_Given exercise A_: According to the reflection on letting go of past baggage, why don't you really want to get rid of your past? Answer in one to three sentences.
_Given exercise B_: In the reflection on letting go of past baggage, what does the writer say is essential in life?
_Given exercise C_: Carry on the reflection on letting go of past baggage from its last sentence.

_Extract_:
+++++

But, there are times when you get to sit down and catch your breath. If you don't take some time to slow down, regroup, think about things, and sort them out, it can get more tangled than a cat in a room full of string. Keeping everything straight and sorted isn't always possible. Usually it is all connected in some way, with no real beginning and end to events. Thing mix together, one thing affects another. Like in relationships. People tend to bring their experiences from the past to their new relationships. There is really no way to know what baggage a person is bringing from their past that has made them who they are today. But some baggage can get heavy. Some things need to be sorted and put away. There is really no way to get rid of your past. And if you think about it, you don't really want to get rid of your past. It is your past that has made you who you are today. I like who I am today. I may not have always done the right thing, I may not have always made the best decisions, but I can say I did the best I could. I look at my past and try to learn what I can from it. I accept that I can't change it, and I try to move on. When you don't let go of some of the baggage, you can find yourself carrying more and more of it. It can get really heavy. I have also learned that forgiveness is essential in life. Forgiving yourself, as well as others, is important. It goes back to the whole no one is perfect. We are all going to make mistakes. Now, forgiving others can be hard. Especially those who have truly hurt you. Truly taken something from you. But, you also have to remember that for whatever reason  they did it, it was their reason. They are not you, you will probably never understand why they did it. You may never forget what they did, but you can forgive and let it go. Put that bag down. Forgiving yourself is harder. Hindsight is 20/20. It is really easy to look back afterwards and see those decisions that you made  or things that you did and find fault. It is also easy to continue to beat yourself up for it. But those decisions you made, you made for a reason that made sense at the time. Probably the best thing you can do for yourself is to accept the past and put the bag down. Don't carry it with you everywhere. Lighten your load by moving forward without it.

+++++

_Dataset_:
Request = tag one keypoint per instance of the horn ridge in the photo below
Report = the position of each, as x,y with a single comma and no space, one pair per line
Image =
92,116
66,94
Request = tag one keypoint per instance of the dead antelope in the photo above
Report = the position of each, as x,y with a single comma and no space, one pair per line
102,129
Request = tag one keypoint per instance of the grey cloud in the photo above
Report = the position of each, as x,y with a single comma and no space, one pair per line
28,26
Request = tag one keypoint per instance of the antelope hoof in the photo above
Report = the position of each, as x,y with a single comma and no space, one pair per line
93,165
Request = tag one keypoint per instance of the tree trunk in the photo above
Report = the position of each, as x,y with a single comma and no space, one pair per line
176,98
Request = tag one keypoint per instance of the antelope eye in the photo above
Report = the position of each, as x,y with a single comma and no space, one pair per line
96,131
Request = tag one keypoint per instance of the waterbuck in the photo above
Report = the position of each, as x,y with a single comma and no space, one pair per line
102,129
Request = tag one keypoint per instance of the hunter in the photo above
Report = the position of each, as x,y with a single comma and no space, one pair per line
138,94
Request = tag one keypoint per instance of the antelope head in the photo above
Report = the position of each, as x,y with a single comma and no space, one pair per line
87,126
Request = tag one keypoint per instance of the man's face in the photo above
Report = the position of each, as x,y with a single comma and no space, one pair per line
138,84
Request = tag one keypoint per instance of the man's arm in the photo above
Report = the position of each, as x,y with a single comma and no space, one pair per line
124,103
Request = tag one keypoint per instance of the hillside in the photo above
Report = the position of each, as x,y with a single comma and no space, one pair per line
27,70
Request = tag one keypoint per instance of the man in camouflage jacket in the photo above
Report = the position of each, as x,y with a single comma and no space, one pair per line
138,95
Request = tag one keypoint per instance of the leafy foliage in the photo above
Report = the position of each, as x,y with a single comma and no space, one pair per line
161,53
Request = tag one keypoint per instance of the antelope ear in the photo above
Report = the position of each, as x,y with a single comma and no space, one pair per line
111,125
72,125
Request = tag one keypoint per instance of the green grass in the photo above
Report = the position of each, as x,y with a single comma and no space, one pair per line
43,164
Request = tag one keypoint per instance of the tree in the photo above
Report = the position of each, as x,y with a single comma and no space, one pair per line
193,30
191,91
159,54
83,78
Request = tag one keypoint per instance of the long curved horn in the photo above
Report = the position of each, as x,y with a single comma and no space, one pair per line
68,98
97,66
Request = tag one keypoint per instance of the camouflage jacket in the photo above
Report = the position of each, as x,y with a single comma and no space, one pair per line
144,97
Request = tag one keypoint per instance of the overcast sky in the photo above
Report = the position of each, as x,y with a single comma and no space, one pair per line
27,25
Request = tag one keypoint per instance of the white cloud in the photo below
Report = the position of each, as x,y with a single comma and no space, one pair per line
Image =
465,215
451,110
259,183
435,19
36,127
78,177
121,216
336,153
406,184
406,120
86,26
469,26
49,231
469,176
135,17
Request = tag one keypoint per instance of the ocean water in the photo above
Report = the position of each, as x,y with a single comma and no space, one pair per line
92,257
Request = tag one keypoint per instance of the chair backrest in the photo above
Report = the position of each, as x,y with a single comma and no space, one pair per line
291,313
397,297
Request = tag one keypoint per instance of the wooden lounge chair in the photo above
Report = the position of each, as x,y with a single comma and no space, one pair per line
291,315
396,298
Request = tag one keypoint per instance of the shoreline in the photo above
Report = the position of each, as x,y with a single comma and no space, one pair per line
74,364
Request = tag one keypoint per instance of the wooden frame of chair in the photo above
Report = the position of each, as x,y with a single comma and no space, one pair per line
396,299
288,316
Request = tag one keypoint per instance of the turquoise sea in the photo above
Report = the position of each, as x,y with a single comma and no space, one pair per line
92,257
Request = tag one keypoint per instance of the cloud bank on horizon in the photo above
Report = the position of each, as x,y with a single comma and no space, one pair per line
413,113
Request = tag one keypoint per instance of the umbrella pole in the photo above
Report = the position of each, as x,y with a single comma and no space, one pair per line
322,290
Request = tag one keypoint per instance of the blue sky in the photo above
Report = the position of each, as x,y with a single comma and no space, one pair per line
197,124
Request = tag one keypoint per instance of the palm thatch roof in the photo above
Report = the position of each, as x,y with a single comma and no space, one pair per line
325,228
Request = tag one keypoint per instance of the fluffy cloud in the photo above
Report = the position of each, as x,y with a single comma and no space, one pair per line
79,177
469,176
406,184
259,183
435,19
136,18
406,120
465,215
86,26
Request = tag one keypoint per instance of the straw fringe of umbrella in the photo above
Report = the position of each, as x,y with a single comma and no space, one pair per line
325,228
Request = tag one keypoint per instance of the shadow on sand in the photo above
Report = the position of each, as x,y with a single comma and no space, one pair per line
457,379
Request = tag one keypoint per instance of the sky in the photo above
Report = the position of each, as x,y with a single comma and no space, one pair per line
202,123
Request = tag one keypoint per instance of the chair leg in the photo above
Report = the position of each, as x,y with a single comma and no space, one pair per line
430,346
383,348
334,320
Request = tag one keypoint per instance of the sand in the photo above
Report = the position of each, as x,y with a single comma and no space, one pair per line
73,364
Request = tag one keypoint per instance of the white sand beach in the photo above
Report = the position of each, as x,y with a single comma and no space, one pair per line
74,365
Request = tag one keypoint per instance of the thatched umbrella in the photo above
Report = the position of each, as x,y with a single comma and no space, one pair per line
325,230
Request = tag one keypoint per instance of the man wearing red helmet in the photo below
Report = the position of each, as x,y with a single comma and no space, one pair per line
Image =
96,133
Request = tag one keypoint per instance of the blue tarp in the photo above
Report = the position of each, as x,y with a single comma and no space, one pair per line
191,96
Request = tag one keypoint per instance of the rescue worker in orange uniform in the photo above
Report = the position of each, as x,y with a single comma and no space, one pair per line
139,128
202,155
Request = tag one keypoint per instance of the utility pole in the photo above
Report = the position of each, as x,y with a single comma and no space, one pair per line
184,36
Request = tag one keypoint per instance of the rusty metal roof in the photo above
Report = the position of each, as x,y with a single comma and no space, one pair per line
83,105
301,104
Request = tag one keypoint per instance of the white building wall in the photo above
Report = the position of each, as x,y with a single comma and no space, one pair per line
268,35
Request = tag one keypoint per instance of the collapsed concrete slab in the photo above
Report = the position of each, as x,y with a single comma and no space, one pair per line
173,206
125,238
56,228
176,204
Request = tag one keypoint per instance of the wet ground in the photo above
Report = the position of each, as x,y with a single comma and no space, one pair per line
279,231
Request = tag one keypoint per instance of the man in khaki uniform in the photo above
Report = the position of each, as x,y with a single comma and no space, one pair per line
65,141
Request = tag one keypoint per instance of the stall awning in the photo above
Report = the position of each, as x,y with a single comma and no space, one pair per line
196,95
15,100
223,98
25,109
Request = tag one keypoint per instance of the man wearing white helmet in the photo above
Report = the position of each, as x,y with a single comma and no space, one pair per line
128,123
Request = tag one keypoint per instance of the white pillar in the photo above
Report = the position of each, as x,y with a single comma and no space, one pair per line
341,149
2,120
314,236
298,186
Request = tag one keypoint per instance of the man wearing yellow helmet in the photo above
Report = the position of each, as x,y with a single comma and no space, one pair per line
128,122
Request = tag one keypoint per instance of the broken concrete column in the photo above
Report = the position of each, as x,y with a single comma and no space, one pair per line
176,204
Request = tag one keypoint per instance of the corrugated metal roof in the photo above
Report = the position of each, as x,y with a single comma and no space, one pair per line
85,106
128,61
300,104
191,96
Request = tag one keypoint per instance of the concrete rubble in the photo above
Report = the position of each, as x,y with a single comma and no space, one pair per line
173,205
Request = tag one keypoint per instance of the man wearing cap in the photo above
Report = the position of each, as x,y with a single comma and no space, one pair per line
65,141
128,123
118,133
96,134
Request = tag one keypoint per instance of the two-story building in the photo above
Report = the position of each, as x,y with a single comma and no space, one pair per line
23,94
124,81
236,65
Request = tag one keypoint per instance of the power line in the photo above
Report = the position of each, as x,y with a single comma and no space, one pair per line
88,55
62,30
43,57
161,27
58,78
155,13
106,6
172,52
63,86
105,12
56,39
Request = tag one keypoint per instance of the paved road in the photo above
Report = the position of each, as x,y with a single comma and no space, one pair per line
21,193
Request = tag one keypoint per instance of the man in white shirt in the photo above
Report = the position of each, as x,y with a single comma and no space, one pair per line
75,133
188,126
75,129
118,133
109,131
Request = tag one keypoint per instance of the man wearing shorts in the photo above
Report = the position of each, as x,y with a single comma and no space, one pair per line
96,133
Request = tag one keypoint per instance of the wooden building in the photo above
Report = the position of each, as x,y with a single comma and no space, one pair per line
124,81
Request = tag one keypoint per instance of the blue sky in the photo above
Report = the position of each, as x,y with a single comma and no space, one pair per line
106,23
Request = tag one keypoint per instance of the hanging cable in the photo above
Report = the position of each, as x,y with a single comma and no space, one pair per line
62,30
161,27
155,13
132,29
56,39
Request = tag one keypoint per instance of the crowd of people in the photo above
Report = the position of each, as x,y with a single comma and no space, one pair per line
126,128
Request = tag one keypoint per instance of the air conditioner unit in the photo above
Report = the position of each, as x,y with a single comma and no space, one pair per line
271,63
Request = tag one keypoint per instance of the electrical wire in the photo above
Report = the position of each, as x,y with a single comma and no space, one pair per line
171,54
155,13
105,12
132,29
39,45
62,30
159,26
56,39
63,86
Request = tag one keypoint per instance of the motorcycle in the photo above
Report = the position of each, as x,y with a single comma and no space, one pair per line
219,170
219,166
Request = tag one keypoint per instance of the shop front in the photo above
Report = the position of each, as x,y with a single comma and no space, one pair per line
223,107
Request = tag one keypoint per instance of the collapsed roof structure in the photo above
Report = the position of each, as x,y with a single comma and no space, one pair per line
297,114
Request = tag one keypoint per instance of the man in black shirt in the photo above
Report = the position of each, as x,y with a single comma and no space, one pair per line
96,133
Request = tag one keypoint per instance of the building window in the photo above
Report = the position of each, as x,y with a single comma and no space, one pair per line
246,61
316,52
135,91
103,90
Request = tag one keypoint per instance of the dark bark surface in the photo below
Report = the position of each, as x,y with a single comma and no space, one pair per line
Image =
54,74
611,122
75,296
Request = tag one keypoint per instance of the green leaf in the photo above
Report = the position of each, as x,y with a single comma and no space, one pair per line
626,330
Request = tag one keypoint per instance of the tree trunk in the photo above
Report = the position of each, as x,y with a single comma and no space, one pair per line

+++++

_Response A_: You don't really want to get rid of your past because your past is what has made you who you are today.

_Response B_: Forgiveness is essential in life.

_Response C_:
But just as important as forgiving yourself for things you have done in the past is realizing that you are responsible for your impact and your actions on others. We all do make mistakes, but there are times when we must also realize that things are our own fault. That we are responsible for what we say and do. Constantly blaming others for things is just as bad as constantly feeling guilty for things that aren't our fault. When we don't take all that we have experienced from life this far, learn from it, and make changes in ourselves, then we are doomed to make the same mistakes over and over. Only by confronting our mistakes and learning from them, can we truly put that baggage down. There have been people in my life that always believed that it was someone else's fault. That they were the victim all the time. Bad things continued to happen to them because they never learned from their own mistakes. Only by learning and changing can you make changes that are going to change your life. That are going to change the outcome. That are going to make your life better.

To come full circle with my point, you have to be still sometimes, pause to review your life, make sense of it and learn from it. The definition of insanity is to do the same thing over and over again and expect the results to be different. Now, while we can all be crazy sometimes, some more than others, I don't want to be insane. I want to continue down my path without all the baggage weighing me down. I want to find the inner peace to move forward without it. Not always an easy task, but very possible.

2 comments:

  1. Wonderful post! Twelve years ago when I was newly sober a counselor gave me some terrific advice on baggage. He said we should pretend our baggage is small enough to be put in shoe boxes and stored in the closet. From time to time open a box and decide if it is baggage that can be gotten rid of. With the passage of time and personal growth we often find when we revisit some of our baggage we discover we no longer find it relevant and can discard it.

    I still think life would be easier and much more fun if we had undo, delete and undelete buttons.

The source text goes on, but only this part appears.